* **EXERCISE GOAL**: Count the lines in the records below that contain the string "clicks" and reply with only that number.

* **ENTRIES PROVIDED**:
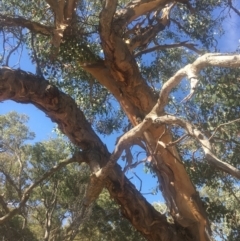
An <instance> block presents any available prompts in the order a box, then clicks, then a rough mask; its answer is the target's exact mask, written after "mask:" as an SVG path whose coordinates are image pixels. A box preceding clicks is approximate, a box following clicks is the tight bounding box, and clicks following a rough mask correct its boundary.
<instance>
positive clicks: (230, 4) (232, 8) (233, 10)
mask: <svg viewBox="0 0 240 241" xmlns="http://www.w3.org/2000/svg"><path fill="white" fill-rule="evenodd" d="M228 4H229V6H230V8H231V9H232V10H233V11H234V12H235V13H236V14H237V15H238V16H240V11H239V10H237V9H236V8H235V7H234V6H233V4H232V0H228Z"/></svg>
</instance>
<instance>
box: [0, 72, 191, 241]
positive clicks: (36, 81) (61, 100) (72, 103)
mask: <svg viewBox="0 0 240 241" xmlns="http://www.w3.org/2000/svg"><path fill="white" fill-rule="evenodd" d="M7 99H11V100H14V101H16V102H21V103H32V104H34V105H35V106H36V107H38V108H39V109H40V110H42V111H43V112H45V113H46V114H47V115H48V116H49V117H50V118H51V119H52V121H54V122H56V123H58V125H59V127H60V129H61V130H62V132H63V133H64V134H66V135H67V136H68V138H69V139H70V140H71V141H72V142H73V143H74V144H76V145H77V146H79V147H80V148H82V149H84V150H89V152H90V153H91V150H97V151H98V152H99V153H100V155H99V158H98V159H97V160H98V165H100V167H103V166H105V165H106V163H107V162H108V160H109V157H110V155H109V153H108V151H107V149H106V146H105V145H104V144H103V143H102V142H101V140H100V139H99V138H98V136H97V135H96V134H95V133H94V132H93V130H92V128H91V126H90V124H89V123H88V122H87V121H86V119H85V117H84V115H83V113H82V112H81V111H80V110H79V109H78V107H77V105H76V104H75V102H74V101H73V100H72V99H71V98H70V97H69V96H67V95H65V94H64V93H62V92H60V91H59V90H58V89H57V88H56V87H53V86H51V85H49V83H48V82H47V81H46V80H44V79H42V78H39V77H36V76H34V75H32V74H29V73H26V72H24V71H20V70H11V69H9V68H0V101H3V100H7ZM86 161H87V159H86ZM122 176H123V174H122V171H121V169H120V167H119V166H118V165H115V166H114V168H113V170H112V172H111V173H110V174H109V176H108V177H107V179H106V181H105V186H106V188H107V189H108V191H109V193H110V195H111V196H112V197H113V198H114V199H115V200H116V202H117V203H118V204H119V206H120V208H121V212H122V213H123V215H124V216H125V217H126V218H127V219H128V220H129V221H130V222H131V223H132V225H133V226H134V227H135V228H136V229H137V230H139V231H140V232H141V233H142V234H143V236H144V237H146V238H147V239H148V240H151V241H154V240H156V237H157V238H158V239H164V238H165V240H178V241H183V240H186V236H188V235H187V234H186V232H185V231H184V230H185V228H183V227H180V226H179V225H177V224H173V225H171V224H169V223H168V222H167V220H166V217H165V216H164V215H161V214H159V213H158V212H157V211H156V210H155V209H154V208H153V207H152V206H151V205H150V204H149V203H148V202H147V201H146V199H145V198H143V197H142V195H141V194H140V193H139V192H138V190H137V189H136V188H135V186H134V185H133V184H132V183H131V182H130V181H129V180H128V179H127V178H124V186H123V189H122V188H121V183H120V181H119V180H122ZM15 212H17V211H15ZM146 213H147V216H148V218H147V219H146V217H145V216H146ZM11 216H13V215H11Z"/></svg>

* * *

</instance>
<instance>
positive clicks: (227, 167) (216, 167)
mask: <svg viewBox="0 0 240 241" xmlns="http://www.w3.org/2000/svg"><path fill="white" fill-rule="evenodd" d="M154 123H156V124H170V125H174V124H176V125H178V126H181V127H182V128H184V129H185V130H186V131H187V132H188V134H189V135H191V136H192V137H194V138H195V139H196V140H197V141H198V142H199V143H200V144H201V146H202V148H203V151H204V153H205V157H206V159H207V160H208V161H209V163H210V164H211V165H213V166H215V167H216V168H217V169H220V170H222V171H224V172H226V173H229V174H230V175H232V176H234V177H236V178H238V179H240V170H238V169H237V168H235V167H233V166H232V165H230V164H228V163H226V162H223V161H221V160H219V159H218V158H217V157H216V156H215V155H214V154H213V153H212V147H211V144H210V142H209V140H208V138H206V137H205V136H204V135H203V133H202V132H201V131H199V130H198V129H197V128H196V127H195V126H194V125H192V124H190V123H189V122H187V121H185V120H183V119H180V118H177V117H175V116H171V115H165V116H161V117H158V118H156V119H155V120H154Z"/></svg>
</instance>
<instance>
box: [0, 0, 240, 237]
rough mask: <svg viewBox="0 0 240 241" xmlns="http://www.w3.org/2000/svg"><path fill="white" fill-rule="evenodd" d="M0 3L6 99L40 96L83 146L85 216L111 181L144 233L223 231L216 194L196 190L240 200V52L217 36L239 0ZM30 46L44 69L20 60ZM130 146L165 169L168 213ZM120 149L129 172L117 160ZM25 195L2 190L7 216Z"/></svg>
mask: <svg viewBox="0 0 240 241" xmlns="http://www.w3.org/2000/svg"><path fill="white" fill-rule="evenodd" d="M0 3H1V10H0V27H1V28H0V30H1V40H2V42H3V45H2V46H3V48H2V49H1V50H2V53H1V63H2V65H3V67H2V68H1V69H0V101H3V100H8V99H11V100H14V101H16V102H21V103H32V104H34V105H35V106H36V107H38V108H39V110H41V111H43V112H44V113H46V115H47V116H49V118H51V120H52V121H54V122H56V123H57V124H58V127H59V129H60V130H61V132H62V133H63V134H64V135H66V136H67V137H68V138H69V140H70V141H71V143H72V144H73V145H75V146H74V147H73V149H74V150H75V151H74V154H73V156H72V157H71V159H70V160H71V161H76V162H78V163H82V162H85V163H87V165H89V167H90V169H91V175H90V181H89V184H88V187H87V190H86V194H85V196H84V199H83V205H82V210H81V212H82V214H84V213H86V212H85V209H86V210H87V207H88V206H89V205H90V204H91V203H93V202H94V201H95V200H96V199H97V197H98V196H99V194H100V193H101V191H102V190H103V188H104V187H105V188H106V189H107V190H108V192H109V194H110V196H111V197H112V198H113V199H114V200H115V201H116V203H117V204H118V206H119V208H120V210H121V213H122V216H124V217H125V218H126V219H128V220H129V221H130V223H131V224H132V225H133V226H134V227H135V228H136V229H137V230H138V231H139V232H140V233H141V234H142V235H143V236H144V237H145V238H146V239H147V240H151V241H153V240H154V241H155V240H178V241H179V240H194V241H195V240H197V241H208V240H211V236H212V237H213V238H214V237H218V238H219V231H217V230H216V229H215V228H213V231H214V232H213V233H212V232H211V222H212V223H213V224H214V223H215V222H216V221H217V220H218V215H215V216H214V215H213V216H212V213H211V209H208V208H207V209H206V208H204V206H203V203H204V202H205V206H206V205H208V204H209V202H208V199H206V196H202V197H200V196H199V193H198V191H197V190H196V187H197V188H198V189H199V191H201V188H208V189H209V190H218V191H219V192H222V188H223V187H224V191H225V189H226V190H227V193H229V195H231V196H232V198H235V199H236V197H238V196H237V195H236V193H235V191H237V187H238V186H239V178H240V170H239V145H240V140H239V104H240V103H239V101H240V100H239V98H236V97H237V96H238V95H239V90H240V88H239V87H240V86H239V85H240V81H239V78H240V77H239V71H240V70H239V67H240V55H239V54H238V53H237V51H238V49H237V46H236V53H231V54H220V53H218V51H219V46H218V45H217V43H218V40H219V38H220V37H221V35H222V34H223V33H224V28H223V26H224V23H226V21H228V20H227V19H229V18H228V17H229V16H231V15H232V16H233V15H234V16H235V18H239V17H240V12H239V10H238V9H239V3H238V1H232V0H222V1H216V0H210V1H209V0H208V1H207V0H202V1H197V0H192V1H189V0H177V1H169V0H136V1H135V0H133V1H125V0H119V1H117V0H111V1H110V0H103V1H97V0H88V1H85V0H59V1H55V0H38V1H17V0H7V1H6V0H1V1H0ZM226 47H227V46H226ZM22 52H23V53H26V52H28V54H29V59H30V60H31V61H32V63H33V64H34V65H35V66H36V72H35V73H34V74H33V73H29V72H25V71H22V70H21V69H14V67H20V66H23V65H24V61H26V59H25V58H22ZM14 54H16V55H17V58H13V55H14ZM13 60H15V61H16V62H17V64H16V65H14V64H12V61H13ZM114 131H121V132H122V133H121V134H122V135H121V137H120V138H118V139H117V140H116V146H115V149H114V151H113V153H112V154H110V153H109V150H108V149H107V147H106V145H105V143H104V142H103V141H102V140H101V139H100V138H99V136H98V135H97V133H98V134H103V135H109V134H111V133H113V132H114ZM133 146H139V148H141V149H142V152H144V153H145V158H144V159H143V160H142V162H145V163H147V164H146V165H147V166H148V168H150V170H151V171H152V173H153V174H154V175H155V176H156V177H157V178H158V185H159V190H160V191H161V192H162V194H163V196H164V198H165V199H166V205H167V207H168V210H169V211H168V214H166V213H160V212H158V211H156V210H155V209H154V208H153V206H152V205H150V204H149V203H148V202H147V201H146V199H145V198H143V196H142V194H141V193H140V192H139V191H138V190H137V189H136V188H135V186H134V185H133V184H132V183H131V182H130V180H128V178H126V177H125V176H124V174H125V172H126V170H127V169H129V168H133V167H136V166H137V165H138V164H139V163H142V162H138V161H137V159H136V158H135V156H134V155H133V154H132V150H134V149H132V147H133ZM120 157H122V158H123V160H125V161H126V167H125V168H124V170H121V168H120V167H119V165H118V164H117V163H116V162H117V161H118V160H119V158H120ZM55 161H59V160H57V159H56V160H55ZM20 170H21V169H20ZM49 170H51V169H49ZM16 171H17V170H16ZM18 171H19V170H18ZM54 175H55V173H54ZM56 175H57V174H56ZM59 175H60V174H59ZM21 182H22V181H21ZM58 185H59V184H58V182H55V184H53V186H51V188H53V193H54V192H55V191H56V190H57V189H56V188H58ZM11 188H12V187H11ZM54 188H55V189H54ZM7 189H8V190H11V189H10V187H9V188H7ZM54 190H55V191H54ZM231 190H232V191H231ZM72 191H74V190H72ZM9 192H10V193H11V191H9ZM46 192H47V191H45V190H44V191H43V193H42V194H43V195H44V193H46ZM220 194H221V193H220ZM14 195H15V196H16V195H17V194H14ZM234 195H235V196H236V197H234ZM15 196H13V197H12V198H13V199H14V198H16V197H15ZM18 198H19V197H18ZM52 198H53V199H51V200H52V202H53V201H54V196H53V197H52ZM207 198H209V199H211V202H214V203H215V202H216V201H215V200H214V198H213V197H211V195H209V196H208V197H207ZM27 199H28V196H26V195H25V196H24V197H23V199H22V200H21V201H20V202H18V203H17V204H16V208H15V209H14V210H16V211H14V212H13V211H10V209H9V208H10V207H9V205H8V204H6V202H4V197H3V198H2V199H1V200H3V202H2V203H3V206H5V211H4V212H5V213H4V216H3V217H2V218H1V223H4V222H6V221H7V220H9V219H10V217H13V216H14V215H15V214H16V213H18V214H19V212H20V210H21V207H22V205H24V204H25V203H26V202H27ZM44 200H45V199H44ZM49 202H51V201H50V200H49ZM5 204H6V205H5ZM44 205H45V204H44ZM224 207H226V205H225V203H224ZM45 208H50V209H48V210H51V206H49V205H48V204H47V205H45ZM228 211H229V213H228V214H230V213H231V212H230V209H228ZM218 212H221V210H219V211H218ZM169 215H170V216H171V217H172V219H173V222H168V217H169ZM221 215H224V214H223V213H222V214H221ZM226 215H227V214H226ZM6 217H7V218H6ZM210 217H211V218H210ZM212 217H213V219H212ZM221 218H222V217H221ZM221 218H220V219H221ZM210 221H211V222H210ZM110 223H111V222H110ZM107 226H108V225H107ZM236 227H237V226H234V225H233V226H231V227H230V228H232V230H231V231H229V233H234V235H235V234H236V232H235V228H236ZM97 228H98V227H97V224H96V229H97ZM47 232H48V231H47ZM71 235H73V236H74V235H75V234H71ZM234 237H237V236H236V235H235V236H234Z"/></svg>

---

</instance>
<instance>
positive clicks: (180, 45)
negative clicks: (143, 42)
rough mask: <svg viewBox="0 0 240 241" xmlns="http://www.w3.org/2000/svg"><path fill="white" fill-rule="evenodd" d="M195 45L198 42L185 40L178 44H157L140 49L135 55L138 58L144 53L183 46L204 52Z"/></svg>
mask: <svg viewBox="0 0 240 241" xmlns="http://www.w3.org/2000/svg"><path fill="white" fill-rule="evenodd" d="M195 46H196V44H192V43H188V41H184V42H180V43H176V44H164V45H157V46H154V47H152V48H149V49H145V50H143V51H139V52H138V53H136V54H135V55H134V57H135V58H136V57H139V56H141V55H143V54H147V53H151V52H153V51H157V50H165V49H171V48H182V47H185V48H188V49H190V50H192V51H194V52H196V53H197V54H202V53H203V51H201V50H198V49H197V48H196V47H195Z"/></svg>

* **EXPECTED ANSWER**: 6